— start of Material supplied —

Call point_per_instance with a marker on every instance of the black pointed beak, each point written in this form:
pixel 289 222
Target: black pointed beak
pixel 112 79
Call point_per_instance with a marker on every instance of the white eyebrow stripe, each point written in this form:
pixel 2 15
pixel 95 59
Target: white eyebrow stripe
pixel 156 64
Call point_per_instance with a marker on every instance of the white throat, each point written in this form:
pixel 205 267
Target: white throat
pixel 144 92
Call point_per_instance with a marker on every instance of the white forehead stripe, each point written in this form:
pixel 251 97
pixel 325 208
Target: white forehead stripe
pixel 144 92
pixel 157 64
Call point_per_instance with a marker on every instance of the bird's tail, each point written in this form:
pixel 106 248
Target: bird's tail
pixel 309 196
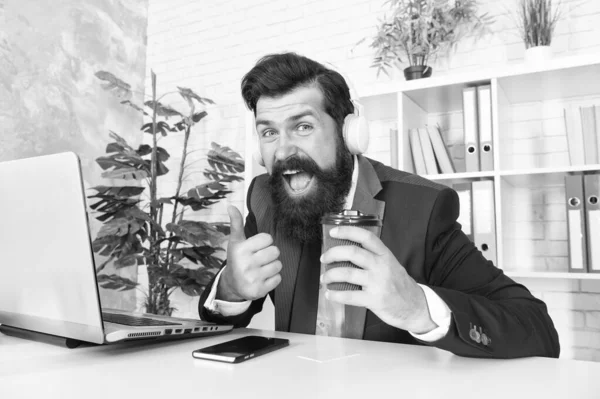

— end of Material supplied —

» Requirements
Turn the material above into a numbered list with one line per item, leaving out blank lines and the pictures.

» Task response
1. Call point_per_instance with a marker on every instance of the black pointed beak, each point written in this form:
2. pixel 289 222
3. Target: black pointed beak
4. pixel 112 79
5. Call point_per_instance with a marker on every instance of the white eyebrow stripe, each point written in this form:
6. pixel 2 15
7. pixel 95 59
8. Target: white eyebrow stripe
9. pixel 156 64
10. Call point_per_instance with a marker on every instance of the white throat, each point written in this form:
11. pixel 205 267
12. Target: white throat
13. pixel 144 92
14. Call point_per_instance with a marker on every instance of the white forehead stripe, each point written in this form:
15. pixel 251 97
16. pixel 325 208
17. Target: white forehead stripe
18. pixel 144 92
19. pixel 157 64
20. Call point_per_instance with a marker on every instance of the bird's tail, each point written in this form:
21. pixel 106 248
22. Target: bird's tail
23. pixel 309 196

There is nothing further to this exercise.